Gather Ye Rosebuds

We shall all die.

This is a painful truth that we have to accept, mortals of the rotten earth. Our bodies will deteriorate, we’ll get hit by a speeding cab or we’ll get infected by a deadly virus specially cultured to wipe out the entire earth so ETs can thrive on this planet.

Morbid. Yes.

But the moment you accept the reality that we will all soon fade away or not really fade away, but the reality that we can go somewhere else where death is a foreign notion, then that’s the time that we begin to really live.

The thought sometimes of dying scares most of those who have so much more to give. Those who have so much to live for. Those who have so much more to fight for. Those who have so much more to accomplish. But when we die, snap, we won’t get to say “not today.”

This May, I lost two of my family’s close friends. The first was my mother’s bestest friend and the second was my father’s good friend. I am not sure if it was my defense mechanism to not really process their deaths but I had to. Unless I want the rest of my days to be dreary.

Ever since I have discovered that I tend to get so caught up with funerals and make so much drama out of it, I have stopped going. I may see that people try to go on with their lives as normal as they could but I tend to notice the sad eyes, the blank facial expressions and the overpowering sadness that hangs between awkward conversations. And as much as I want to initiate conversations in a funeral, I have always believed that it’s better to shut up or not show up at all.

(This part right here contains spoilers for Game of Thrones/A Song of Ice and Fire fans.)

Or maybe because A Song of Ice and Fire has desensitized me to the brutality of death. Which reminds me that Jojen Reed’s death in the Season Finale of Game of Thrones Season 4 is really depressing in itself.

So what I am trying to say in this post is that life is short. The goal is not to live forever. The goal is to live the life that you’ve always wanted “in a numbered days”. Hashtag The Fault in Our Stars.

■ **Items from a data source**:
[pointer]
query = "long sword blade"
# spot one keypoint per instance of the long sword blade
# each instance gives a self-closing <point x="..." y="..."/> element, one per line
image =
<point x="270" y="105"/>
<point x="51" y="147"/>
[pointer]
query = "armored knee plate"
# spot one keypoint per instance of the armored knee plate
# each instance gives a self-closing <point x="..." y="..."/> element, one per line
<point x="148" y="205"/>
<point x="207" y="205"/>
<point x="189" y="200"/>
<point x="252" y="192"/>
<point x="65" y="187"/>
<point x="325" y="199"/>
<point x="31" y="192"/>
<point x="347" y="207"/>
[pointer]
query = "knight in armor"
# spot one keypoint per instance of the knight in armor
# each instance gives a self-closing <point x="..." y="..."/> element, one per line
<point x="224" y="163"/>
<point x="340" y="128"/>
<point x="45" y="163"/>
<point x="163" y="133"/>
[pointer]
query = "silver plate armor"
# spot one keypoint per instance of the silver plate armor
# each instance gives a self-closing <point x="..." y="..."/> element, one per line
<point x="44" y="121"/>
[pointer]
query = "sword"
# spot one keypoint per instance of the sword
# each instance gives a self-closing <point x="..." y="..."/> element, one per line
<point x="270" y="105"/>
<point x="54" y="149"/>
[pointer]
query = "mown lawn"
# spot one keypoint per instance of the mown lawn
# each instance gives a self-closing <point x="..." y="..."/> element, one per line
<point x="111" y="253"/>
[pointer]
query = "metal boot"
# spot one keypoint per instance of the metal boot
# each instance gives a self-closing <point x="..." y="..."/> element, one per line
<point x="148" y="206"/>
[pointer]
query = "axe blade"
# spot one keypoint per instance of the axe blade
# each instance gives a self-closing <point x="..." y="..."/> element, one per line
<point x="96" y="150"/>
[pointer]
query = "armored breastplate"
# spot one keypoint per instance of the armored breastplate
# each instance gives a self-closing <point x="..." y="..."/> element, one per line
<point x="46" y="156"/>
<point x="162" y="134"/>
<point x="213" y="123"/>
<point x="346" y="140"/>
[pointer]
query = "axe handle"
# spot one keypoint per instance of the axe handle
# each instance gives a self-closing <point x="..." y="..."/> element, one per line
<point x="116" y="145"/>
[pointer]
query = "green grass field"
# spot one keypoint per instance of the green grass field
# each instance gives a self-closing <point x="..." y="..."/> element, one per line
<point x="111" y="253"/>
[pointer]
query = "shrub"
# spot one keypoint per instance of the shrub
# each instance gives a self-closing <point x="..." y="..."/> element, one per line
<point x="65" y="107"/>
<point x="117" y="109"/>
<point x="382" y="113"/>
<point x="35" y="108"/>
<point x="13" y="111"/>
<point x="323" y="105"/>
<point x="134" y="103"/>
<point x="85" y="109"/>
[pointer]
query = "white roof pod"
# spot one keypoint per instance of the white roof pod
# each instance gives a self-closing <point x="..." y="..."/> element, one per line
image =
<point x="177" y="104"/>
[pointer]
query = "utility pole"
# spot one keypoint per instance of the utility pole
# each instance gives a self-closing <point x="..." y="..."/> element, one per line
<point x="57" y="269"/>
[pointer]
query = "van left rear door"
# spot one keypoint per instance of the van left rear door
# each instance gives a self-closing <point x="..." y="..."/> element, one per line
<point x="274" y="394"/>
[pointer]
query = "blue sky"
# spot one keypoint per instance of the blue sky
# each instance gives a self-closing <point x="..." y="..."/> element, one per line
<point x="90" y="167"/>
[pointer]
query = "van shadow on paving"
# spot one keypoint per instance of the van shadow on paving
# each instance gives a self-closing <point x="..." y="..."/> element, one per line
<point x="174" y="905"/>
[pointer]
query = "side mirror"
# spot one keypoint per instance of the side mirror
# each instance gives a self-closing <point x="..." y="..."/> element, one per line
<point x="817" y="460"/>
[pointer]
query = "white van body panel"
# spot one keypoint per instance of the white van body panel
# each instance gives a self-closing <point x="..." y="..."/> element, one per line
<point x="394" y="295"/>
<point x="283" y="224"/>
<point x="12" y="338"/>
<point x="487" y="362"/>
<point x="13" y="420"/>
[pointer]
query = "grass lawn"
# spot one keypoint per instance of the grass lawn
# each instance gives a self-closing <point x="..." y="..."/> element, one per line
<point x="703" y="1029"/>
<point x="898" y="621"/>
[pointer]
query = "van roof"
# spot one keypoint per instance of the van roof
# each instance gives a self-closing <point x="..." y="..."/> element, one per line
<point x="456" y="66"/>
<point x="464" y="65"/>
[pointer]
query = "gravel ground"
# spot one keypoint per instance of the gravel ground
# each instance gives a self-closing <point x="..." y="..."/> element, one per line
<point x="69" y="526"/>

■ **Exercise instructions**:
Pick up the blog post on mortality from where it stops and continue writing it.

■ **Task result**:
Forever is Hans Christian Andersen’s last word in every fairy tale because interestingly life will always echo across generations depending on how strong the voice you’ve raised in your lifetime. Although one may already be buried six feet under, if one has felt strongly about “things” in this world and has expressed it, then this voice won’t get drowned in society’s chaotic streets.

And I intend to raise my voice along with those whose voices are drowned out by the noise of confusion and oppression.

After all, my favorite quote is from The Newsroom’s “Gather ye rosebuds while ye may.”

Soon enough, I will be done with my GE subjects and then I’ll decide what I want to do for the rest of my life. It’s not easy to decide though. In one of my conversations with former Peer Facilitators and overachievers Chester Sales and Rosevelle  Galvez, I have been advised that money makes the world go round.

Truth.

But life is not all about money. If life is all about  accumulating wealth, building big houses, getting the latest gadgets,  traveling across the world once a month, or eating in a posh VIPish restaurant in the metro, then one should have been born an Aquino and go to a school in Katipunan.

What’s interesting to note is that when you talk to people whom you haven’t seen in a long time, they’d always ask how things are: Where are you working? What’s your course in college? Are you married already? [in that order].

Society seems to applaud the citizen with a string of titles beside his name, with a diploma to boast of from this and that school, with a stable job and with the one whose future is already set in the Rosetta Stone.

But why should I care with society’s standards anyway? Society’s standards is not really that reliable when it comes to predicting people most likely to succeed in life. Because society does not even ask this question: Is that what you really want to do? Are you happy?

Life is so short to just live up to society’s standards.

So talking about who has earned Masters and has gotten a law degree or who has saved up 1 Million in a bank, or who has bought 3 cars in a span of three years, bores me. Why would someone follow a path expected by society for everyone to follow? Sometimes, when one takes a detour, the journey gets so much more interesting.

One would argue, if life is short, why waste your life?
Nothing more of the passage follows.